WHAT IS REQUIRED
In the data below, the answer is the run of lines from the line containing "Q: For each instance of the brass" through the line containing "Q: For each instance of the window", both included; print it exactly and nothing else.

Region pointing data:
= = = = = = =
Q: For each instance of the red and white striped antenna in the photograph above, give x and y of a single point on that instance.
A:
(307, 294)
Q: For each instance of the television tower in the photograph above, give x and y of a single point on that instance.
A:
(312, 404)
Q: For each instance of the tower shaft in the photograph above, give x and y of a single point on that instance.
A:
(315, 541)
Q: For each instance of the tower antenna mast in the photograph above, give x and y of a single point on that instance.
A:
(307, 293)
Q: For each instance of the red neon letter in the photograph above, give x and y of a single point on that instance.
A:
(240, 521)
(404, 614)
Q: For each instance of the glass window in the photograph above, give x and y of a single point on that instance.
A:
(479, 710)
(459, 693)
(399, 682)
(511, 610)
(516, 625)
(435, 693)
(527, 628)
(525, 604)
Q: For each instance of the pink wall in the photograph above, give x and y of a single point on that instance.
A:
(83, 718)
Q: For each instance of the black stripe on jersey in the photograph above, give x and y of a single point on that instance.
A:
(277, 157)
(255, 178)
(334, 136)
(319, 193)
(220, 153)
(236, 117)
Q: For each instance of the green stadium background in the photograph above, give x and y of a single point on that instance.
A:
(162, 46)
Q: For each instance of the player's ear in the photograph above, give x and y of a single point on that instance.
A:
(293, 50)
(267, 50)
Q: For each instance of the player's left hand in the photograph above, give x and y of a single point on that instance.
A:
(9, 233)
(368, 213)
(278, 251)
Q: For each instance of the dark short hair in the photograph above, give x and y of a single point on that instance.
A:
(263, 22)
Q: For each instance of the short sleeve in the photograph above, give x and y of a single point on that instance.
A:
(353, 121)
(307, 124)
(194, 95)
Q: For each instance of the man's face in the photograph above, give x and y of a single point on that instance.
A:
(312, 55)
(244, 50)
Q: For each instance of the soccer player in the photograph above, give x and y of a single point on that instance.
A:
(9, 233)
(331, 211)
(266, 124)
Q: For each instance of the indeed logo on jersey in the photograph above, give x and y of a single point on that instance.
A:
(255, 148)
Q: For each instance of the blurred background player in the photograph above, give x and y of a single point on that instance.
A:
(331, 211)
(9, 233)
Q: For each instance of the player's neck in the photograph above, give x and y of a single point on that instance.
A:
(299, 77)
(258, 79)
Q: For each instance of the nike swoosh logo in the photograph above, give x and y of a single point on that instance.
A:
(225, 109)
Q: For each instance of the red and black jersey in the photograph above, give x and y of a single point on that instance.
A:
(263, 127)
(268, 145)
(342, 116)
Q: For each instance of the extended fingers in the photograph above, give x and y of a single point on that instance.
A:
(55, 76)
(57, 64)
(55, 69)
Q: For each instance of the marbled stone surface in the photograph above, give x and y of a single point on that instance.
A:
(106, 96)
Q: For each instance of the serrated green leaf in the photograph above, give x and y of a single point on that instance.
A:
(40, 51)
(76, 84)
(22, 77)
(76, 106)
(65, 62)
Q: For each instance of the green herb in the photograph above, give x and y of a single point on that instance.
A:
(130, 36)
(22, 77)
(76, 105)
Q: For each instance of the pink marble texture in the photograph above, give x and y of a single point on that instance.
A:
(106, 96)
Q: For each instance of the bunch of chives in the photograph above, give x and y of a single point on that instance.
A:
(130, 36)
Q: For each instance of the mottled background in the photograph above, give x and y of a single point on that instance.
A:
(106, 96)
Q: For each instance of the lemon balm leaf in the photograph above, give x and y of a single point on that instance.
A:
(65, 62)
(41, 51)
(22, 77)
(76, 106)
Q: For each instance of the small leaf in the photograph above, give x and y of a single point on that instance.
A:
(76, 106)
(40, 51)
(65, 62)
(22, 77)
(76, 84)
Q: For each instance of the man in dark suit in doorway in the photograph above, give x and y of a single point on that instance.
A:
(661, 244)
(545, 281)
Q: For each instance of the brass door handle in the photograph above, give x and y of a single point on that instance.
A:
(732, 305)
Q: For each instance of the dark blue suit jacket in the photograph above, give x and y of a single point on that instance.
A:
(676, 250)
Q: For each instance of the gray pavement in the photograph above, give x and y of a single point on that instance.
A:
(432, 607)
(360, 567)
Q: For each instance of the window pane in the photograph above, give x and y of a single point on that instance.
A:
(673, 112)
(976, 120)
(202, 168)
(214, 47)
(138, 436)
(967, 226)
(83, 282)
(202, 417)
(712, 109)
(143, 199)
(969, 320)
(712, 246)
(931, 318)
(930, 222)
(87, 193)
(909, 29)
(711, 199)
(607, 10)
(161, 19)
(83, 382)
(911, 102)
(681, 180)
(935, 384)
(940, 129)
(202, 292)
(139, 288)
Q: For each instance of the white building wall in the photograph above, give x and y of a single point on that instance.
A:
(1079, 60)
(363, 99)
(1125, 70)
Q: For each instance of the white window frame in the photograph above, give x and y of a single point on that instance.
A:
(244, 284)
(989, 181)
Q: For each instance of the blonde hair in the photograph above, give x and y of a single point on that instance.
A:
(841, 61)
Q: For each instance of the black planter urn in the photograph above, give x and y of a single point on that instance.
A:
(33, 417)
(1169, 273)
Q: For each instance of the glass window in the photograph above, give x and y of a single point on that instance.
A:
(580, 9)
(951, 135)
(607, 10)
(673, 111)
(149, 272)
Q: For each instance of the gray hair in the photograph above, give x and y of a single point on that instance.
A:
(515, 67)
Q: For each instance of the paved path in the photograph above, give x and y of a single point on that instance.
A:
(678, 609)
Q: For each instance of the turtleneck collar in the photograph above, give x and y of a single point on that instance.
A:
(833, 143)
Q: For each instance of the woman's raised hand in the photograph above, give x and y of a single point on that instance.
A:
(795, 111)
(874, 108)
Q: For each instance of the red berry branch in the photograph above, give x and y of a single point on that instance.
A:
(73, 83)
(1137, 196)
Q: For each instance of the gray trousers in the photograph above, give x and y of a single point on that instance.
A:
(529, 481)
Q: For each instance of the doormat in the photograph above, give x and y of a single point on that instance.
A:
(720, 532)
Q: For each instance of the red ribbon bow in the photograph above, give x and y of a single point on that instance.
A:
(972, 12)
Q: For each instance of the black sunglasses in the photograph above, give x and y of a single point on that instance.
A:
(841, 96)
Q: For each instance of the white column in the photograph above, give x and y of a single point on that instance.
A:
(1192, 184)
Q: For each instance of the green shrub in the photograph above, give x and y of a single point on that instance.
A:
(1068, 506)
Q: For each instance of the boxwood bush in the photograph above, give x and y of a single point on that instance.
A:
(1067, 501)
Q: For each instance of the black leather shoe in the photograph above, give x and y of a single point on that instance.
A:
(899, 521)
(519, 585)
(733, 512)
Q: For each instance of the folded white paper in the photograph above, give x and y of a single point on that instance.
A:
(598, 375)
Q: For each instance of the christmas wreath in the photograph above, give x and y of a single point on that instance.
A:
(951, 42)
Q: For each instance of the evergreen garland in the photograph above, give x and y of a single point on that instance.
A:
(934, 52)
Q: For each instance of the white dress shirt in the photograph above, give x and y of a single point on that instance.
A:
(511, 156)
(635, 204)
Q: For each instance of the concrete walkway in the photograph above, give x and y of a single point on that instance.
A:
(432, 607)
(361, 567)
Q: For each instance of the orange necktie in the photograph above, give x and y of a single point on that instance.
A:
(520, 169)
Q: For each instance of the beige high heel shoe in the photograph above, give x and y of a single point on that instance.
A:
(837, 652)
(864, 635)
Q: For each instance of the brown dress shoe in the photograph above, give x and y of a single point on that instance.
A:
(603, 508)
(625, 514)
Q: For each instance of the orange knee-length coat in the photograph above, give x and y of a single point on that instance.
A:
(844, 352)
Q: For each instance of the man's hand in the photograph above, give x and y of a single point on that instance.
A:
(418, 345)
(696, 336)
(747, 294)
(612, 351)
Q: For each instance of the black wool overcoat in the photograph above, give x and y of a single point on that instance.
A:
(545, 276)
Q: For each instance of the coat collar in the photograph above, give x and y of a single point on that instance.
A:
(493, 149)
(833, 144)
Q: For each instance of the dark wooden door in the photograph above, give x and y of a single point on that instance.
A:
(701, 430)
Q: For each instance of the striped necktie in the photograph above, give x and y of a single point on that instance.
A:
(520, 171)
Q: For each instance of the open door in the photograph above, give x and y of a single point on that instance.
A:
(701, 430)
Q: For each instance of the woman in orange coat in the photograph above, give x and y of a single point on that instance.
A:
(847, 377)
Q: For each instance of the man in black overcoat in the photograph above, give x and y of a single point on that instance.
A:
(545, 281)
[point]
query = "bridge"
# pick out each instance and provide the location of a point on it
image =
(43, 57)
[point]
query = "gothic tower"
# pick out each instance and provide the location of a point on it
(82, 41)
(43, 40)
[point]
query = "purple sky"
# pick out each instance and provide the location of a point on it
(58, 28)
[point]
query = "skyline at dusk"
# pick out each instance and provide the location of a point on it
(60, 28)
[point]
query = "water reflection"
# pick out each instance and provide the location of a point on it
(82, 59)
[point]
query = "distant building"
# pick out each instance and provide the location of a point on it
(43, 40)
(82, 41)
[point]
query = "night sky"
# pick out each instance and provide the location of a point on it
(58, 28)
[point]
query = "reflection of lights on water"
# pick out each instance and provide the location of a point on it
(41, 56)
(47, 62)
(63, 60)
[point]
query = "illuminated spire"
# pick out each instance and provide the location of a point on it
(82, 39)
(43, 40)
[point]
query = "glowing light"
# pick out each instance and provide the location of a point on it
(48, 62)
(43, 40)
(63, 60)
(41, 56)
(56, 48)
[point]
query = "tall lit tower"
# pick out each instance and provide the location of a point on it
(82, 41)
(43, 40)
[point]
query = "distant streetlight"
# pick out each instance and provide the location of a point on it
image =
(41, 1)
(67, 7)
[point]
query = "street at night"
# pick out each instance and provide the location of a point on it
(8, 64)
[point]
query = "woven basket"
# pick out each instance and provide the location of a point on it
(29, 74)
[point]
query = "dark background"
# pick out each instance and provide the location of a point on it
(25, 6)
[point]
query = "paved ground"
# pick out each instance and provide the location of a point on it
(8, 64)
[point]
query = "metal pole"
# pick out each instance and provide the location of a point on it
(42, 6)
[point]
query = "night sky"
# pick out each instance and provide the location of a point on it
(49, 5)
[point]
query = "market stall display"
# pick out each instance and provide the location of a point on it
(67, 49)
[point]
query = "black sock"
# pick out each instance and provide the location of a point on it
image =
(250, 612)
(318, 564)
= = = = = = =
TASK SOLUTION
Q: For each instance of the brass door handle in the photograph above, give x and y of a single point on that instance.
A:
(732, 305)
Q: For each instance of the dark blue suit jacket in the photograph above, give x and y of a single point on that instance.
A:
(676, 250)
Q: For each instance of the gray pavement in the photograph above, give x and y of a single point on that instance.
A:
(432, 607)
(360, 567)
Q: For each instance of the window pane in the photograph above, give x and y of a single point on that instance.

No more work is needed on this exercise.